**TO DO:**
Output every line of the rows below as a JSON list of strings, one string per line, with blank lines skipped. Leave the pictures out.

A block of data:
▼▼▼

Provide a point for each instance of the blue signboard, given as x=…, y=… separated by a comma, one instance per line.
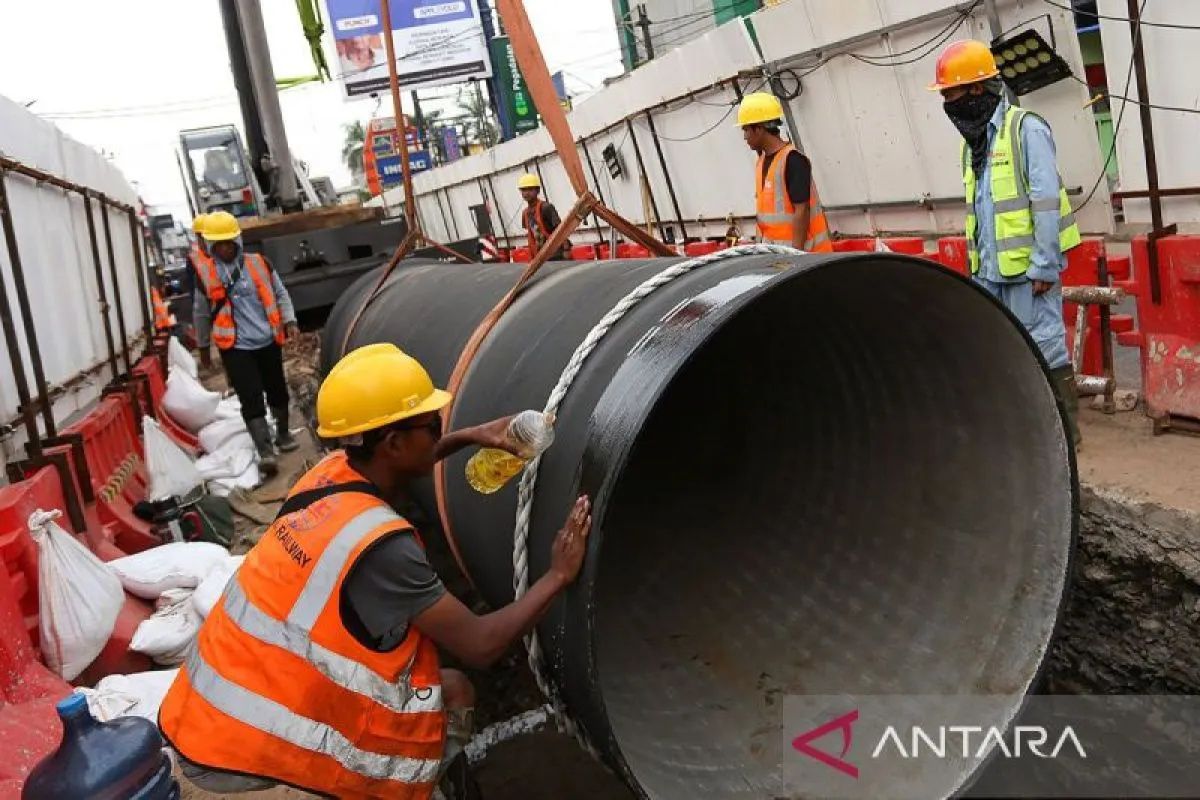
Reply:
x=390, y=173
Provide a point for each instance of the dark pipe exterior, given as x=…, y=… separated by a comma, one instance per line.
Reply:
x=802, y=467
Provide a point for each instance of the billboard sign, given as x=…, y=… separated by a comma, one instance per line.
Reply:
x=515, y=96
x=437, y=42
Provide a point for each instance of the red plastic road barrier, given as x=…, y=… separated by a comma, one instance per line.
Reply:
x=117, y=473
x=906, y=245
x=29, y=726
x=18, y=571
x=853, y=245
x=1169, y=332
x=697, y=248
x=952, y=253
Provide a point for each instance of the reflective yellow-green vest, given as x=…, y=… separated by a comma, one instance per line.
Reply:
x=1013, y=206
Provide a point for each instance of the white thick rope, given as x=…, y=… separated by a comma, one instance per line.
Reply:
x=529, y=477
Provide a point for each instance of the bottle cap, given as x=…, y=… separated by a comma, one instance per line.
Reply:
x=71, y=704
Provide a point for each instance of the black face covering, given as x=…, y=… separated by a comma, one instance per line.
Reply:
x=971, y=114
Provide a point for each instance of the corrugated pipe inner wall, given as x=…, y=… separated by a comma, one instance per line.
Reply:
x=811, y=475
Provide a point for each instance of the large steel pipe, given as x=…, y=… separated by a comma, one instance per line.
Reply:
x=811, y=474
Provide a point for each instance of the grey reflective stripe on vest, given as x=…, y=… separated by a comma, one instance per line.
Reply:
x=345, y=672
x=276, y=720
x=319, y=587
x=1013, y=242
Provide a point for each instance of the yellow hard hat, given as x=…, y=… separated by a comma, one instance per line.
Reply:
x=757, y=108
x=372, y=388
x=964, y=62
x=221, y=226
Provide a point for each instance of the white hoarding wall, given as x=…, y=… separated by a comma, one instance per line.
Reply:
x=883, y=154
x=436, y=42
x=1171, y=77
x=60, y=278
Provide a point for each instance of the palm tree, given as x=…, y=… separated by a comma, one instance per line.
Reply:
x=352, y=148
x=479, y=125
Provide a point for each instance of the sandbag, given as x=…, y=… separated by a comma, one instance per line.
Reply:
x=175, y=565
x=178, y=358
x=187, y=402
x=215, y=434
x=138, y=695
x=172, y=471
x=229, y=461
x=167, y=635
x=210, y=589
x=78, y=597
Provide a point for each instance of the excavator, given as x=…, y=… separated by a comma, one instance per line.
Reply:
x=317, y=246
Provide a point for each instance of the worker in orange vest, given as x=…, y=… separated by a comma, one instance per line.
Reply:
x=539, y=217
x=319, y=666
x=163, y=320
x=786, y=198
x=241, y=306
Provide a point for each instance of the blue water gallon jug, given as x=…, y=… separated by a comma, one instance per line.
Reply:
x=102, y=761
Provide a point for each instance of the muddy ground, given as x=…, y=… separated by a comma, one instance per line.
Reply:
x=1132, y=624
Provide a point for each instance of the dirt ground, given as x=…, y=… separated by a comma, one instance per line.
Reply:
x=1120, y=461
x=1120, y=452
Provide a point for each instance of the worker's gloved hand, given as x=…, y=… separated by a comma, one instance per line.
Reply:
x=1042, y=287
x=571, y=543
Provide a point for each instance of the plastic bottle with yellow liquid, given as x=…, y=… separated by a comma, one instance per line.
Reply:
x=531, y=433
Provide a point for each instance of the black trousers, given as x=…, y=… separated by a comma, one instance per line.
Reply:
x=255, y=373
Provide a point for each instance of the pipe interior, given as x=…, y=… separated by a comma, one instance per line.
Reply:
x=859, y=485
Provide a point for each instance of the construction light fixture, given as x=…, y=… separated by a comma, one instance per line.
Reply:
x=612, y=161
x=1027, y=62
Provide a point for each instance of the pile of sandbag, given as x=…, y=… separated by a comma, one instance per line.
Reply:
x=229, y=461
x=172, y=576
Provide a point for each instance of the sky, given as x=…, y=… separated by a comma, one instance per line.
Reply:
x=126, y=77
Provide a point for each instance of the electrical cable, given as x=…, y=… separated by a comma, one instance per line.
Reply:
x=1138, y=102
x=1120, y=19
x=1116, y=128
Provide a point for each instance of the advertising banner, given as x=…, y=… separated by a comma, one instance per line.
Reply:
x=522, y=114
x=437, y=42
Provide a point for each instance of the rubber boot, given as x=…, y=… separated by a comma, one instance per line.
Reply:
x=261, y=432
x=1065, y=388
x=283, y=438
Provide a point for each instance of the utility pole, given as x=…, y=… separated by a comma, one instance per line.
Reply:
x=258, y=59
x=643, y=22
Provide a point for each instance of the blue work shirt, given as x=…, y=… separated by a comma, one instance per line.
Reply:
x=249, y=316
x=1042, y=170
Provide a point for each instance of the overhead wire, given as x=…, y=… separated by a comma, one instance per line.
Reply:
x=1116, y=128
x=1121, y=19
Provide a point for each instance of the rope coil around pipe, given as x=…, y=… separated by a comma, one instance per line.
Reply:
x=529, y=476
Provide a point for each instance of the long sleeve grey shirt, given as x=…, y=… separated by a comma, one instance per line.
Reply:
x=249, y=316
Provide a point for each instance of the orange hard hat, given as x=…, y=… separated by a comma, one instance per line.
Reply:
x=964, y=62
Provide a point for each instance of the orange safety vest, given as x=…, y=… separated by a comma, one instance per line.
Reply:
x=277, y=687
x=225, y=332
x=777, y=211
x=163, y=320
x=532, y=216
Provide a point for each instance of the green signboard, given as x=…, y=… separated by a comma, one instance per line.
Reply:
x=514, y=92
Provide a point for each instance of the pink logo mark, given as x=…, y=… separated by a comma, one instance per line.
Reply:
x=843, y=723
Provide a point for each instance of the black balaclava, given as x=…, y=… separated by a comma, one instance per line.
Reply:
x=971, y=114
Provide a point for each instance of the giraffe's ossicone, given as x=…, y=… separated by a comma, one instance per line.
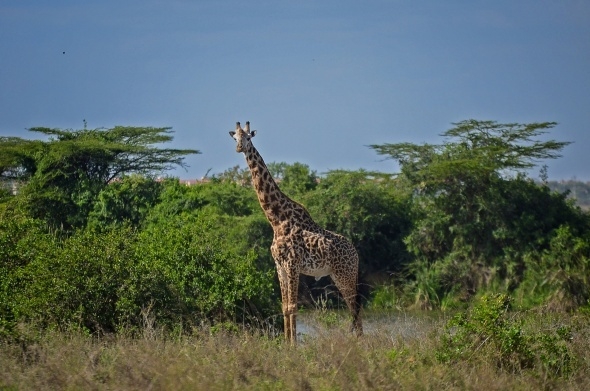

▲▲▲

**WRITTEN SOLUTION:**
[
  "Provide a point for each instance of the blue signboard, given as x=…, y=… separated by a comma, one instance per line.",
  "Reply:",
  "x=390, y=173",
  "Provide a point for each instance of the dark pipe exterior, given as x=…, y=… separated by a comma, one instance per line.",
  "Reply:",
  "x=802, y=467",
  "Provide a point for each instance of the billboard sign, given as x=…, y=… separated by a comma, one instance per line.",
  "Reply:",
  "x=515, y=96",
  "x=437, y=42",
  "Provide a point for each instance of the red plastic road barrier, given as x=…, y=… separated by a comma, one instance per line.",
  "Reply:",
  "x=117, y=473",
  "x=906, y=245",
  "x=29, y=726",
  "x=18, y=571",
  "x=853, y=245",
  "x=1169, y=332",
  "x=697, y=248",
  "x=952, y=253",
  "Provide a point for each instance of the reflective yellow-green vest, given as x=…, y=… separated by a comma, one instance per line.",
  "Reply:",
  "x=1013, y=206",
  "Provide a point for each instance of the white thick rope, given as x=…, y=… separated by a comma, one instance per line.",
  "Reply:",
  "x=529, y=477",
  "Provide a point for each instance of the bottle cap, given as x=…, y=… separated by a comma, one instance per line.",
  "Reply:",
  "x=71, y=704",
  "Provide a point for each instance of the black face covering, given as x=…, y=… separated by a comma, one instance per line.",
  "Reply:",
  "x=971, y=114",
  "Provide a point for each instance of the corrugated pipe inner wall, given as x=…, y=… separated by a comma, one instance per line.",
  "Reply:",
  "x=811, y=475",
  "Provide a point for each instance of the large steel pipe, given as x=…, y=… separated by a comma, one instance per line.",
  "Reply:",
  "x=811, y=474",
  "Provide a point for each instance of the grey reflective stripe on vest, given as x=…, y=… separated by a comma, one instance per line.",
  "Reply:",
  "x=345, y=672",
  "x=276, y=720",
  "x=319, y=587",
  "x=1013, y=242",
  "Provide a point for each instance of the yellow hard hat, given as x=…, y=… separated by a comma, one instance per line.",
  "Reply:",
  "x=757, y=108",
  "x=372, y=388",
  "x=964, y=62",
  "x=221, y=226",
  "Provide a point for each instance of the white hoarding wall, given as x=…, y=… separated by a comma, one instance per line.",
  "Reply:",
  "x=883, y=154",
  "x=436, y=42",
  "x=1171, y=77",
  "x=60, y=278",
  "Provide a point for each instance of the palm tree, given as x=…, y=… separated by a comma, one instance per line.",
  "Reply:",
  "x=352, y=148",
  "x=479, y=125",
  "Provide a point for each instance of the sandbag, given as x=…, y=… separated by a comma, one instance per line.",
  "Reply:",
  "x=175, y=565",
  "x=178, y=358",
  "x=187, y=402",
  "x=215, y=434",
  "x=138, y=695",
  "x=172, y=471",
  "x=229, y=461",
  "x=167, y=635",
  "x=210, y=589",
  "x=78, y=597",
  "Provide a point for each instance of the excavator, given as x=…, y=… separated by a comma, one instance per line.",
  "Reply:",
  "x=317, y=246",
  "Provide a point for each instance of the worker in orange vest, given as x=…, y=… separated by a comma, one instance per line.",
  "Reply:",
  "x=539, y=217",
  "x=319, y=666",
  "x=163, y=320",
  "x=786, y=198",
  "x=241, y=306",
  "Provide a point for each instance of the blue water gallon jug, given as x=…, y=… separated by a comma, one instance per line.",
  "Reply:",
  "x=102, y=761",
  "Provide a point for each instance of the muddy ground, given as x=…, y=… separated by a comma, one instance per line.",
  "Reply:",
  "x=1132, y=624",
  "Provide a point for each instance of the dirt ground, given as x=…, y=… separated by a comma, one instance per line.",
  "Reply:",
  "x=1120, y=461",
  "x=1120, y=452",
  "Provide a point for each instance of the worker's gloved hand, given as x=…, y=… separated by a comma, one instance per line.",
  "Reply:",
  "x=1042, y=287",
  "x=571, y=543",
  "Provide a point for each instance of the plastic bottle with yellow liquid, given as x=…, y=… separated by a comma, one instance per line.",
  "Reply:",
  "x=531, y=433",
  "Provide a point for each instance of the black trousers, given as x=…, y=… separated by a comma, one instance per line.",
  "Reply:",
  "x=255, y=373",
  "Provide a point for each instance of the pipe interior, given as x=…, y=… separated by a comma, one instance per line.",
  "Reply:",
  "x=859, y=485",
  "Provide a point for each instance of the construction light fixture, given as x=…, y=… separated by a comma, one instance per line.",
  "Reply:",
  "x=612, y=161",
  "x=1027, y=62",
  "Provide a point for each instance of the pile of sandbag, given as x=…, y=… separated by a comma, one instance per line.",
  "Reply:",
  "x=229, y=461",
  "x=172, y=576",
  "Provide a point for each instance of the sky, given as x=…, y=… separated by a comma, one instance per line.",
  "Reply:",
  "x=126, y=77",
  "Provide a point for each instance of the electrical cable, given as x=…, y=… separated by a comma, one instance per line.",
  "Reply:",
  "x=1138, y=102",
  "x=1120, y=19",
  "x=1116, y=128",
  "Provide a point for each instance of the advertising banner, given as x=…, y=… separated by a comma, one instance per line.",
  "Reply:",
  "x=522, y=114",
  "x=437, y=42",
  "Provide a point for each instance of the rubber boot, given as x=…, y=… separated by a comma, one instance per line.",
  "Reply:",
  "x=261, y=432",
  "x=1065, y=388",
  "x=283, y=438",
  "Provide a point for each instance of the utility pole, given as x=…, y=… separated by a comma, one instance per line.",
  "Reply:",
  "x=258, y=59",
  "x=643, y=22",
  "Provide a point for each instance of the blue work shirt, given as x=…, y=… separated by a comma, one instance per line.",
  "Reply:",
  "x=249, y=316",
  "x=1042, y=170",
  "Provide a point for each instance of the overhead wire, given as x=…, y=… separated by a comma, one instance per line.",
  "Reply:",
  "x=1116, y=128",
  "x=1121, y=19",
  "Provide a point for each instance of the rope coil around pipe, given as x=…, y=… separated by a comma, one instance per line.",
  "Reply:",
  "x=529, y=476",
  "Provide a point for each instance of the long sleeve grey shirt, given as x=…, y=… separated by a comma, one instance per line.",
  "Reply:",
  "x=249, y=316",
  "Provide a point for each instance of the orange hard hat, given as x=…, y=… separated by a comma, one instance per line.",
  "Reply:",
  "x=964, y=62",
  "Provide a point for each instance of the orange safety vest, given as x=…, y=… separated by a comma, one instance per line.",
  "Reply:",
  "x=277, y=687",
  "x=225, y=332",
  "x=777, y=211",
  "x=163, y=320",
  "x=532, y=216",
  "Provide a point for each instance of the green signboard, given as x=…, y=… separated by a comma, one instance per line.",
  "Reply:",
  "x=514, y=92",
  "Provide a point for each instance of the pink logo mark, given as x=…, y=… separated by a comma, one instance per line.",
  "Reply:",
  "x=843, y=723",
  "Provide a point for each instance of the black balaclava, given as x=…, y=… separated by a comma, one instance per line.",
  "Reply:",
  "x=971, y=114",
  "Provide a point for each instance of the giraffe's ossicone, given as x=…, y=… separated by a comma, one instance per line."
]